Prompt — Copy the entries below word for word, starting with their first line and ending after the line that contains "top-left (160, 343), bottom-right (177, 366)".

[Excerpts from a detection dataset]
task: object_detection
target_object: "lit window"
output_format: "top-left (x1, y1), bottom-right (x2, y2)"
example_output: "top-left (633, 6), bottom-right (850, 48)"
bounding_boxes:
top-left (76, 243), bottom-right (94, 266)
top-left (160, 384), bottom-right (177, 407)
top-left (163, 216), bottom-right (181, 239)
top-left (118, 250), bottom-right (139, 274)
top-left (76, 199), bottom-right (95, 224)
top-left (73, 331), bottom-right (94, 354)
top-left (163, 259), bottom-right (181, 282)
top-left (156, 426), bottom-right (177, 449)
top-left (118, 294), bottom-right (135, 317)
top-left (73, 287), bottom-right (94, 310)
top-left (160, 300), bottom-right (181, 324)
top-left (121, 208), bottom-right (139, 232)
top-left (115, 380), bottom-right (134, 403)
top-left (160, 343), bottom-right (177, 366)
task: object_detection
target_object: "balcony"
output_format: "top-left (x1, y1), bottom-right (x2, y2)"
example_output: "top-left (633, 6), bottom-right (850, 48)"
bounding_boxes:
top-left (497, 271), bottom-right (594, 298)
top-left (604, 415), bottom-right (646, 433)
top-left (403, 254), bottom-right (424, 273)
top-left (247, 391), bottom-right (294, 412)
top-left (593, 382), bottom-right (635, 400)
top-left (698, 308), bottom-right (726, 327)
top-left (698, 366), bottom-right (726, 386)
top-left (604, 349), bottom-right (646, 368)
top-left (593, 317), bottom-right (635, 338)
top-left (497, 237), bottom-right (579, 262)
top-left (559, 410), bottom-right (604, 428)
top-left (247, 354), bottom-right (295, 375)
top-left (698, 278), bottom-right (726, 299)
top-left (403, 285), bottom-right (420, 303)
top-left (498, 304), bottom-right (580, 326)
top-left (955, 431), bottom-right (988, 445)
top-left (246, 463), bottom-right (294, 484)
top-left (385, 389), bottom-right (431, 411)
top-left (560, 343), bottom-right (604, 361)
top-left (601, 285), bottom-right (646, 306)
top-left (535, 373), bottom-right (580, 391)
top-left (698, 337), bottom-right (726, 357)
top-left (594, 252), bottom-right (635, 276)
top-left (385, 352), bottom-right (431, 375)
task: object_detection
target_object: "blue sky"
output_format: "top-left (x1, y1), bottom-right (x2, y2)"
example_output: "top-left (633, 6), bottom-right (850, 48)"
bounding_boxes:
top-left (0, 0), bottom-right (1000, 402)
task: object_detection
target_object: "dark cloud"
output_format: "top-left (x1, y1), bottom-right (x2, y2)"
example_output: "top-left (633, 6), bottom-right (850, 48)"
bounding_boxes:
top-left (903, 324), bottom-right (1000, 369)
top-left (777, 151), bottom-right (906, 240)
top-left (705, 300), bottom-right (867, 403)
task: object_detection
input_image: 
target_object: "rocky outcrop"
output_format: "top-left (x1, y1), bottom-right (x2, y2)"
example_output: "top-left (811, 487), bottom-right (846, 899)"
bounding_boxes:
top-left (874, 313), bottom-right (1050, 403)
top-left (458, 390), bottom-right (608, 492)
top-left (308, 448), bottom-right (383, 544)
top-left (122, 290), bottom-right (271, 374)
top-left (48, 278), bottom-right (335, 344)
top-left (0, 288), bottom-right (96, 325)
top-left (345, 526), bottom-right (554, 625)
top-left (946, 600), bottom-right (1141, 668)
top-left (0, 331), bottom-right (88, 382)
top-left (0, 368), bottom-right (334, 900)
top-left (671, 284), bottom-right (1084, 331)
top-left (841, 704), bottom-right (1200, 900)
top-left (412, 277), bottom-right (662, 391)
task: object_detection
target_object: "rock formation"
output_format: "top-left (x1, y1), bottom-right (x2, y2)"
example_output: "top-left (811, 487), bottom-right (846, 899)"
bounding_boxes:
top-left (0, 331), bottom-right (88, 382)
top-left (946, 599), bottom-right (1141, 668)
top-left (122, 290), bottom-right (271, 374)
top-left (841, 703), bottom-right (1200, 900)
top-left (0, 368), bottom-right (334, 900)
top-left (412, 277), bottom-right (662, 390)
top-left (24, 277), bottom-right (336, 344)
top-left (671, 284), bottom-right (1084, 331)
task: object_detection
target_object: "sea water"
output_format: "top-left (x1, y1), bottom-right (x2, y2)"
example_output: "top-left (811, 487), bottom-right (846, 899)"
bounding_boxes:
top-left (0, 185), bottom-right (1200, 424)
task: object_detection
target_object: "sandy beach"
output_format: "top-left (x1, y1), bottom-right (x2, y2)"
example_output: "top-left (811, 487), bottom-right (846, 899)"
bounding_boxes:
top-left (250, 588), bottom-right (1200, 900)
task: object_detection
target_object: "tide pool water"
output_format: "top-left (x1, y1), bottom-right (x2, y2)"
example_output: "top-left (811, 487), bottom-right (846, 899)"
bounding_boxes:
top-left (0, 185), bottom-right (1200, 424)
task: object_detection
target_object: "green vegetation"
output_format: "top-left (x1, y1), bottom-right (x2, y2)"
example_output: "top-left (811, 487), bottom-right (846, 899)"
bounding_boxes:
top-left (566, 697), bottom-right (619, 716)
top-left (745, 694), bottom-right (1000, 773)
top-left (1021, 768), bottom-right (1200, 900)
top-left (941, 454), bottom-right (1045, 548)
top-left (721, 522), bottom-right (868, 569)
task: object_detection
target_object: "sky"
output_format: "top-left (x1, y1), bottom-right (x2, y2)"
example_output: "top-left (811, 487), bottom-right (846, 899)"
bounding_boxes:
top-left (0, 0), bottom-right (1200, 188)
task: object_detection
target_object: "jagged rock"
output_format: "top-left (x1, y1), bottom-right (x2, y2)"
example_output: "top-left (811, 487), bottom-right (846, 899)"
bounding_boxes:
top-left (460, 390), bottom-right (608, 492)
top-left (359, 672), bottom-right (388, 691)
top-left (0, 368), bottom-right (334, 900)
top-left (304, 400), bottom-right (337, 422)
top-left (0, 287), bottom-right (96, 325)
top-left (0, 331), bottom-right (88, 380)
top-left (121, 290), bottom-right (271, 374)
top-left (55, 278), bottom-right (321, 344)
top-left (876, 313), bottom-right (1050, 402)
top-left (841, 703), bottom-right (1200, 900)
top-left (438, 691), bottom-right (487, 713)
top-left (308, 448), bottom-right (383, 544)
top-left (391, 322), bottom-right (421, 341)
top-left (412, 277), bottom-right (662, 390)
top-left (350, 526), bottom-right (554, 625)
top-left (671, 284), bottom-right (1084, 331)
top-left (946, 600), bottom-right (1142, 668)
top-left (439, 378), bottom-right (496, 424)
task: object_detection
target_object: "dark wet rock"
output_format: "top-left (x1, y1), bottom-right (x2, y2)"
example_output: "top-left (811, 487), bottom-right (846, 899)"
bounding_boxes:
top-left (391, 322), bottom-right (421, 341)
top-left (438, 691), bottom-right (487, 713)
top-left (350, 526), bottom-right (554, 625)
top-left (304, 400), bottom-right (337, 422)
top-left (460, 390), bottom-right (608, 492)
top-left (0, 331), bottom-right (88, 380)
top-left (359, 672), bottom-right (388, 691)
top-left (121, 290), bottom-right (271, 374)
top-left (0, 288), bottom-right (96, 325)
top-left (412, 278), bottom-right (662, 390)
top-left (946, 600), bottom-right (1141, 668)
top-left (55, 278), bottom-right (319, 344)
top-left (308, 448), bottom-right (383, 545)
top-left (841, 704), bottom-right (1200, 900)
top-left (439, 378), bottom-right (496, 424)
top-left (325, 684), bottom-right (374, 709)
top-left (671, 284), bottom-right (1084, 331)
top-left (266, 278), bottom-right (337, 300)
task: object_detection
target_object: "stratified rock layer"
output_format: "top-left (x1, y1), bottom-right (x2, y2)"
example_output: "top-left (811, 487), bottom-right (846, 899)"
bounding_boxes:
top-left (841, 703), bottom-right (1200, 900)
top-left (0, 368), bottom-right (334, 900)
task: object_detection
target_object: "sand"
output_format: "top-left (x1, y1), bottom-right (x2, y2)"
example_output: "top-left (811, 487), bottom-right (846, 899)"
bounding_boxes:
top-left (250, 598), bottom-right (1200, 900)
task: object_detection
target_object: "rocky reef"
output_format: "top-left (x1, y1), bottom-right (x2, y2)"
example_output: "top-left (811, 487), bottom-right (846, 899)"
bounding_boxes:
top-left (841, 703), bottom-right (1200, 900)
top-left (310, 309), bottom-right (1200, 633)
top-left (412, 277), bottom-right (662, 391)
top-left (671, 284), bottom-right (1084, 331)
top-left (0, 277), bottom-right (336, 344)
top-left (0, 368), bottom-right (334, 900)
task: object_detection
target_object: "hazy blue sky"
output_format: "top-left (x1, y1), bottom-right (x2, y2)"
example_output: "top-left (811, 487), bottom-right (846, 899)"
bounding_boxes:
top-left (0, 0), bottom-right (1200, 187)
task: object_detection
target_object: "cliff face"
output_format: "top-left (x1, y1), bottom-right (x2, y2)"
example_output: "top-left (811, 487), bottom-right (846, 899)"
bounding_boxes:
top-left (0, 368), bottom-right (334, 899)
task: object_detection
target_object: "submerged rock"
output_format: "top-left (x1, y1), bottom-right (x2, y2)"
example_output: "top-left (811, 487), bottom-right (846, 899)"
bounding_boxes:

Task solution —
task: object_detection
target_object: "lit window"
output_format: "top-left (x1, y1), bottom-right (x2, y2)"
example_output: "top-left (633, 6), bottom-right (850, 48)"
bounding_boxes:
top-left (76, 243), bottom-right (94, 266)
top-left (160, 384), bottom-right (177, 407)
top-left (163, 216), bottom-right (181, 239)
top-left (118, 250), bottom-right (139, 274)
top-left (76, 199), bottom-right (95, 224)
top-left (73, 331), bottom-right (94, 354)
top-left (163, 259), bottom-right (181, 282)
top-left (156, 426), bottom-right (177, 449)
top-left (118, 294), bottom-right (135, 317)
top-left (73, 287), bottom-right (94, 310)
top-left (160, 300), bottom-right (181, 324)
top-left (121, 208), bottom-right (139, 232)
top-left (115, 380), bottom-right (134, 403)
top-left (160, 343), bottom-right (177, 366)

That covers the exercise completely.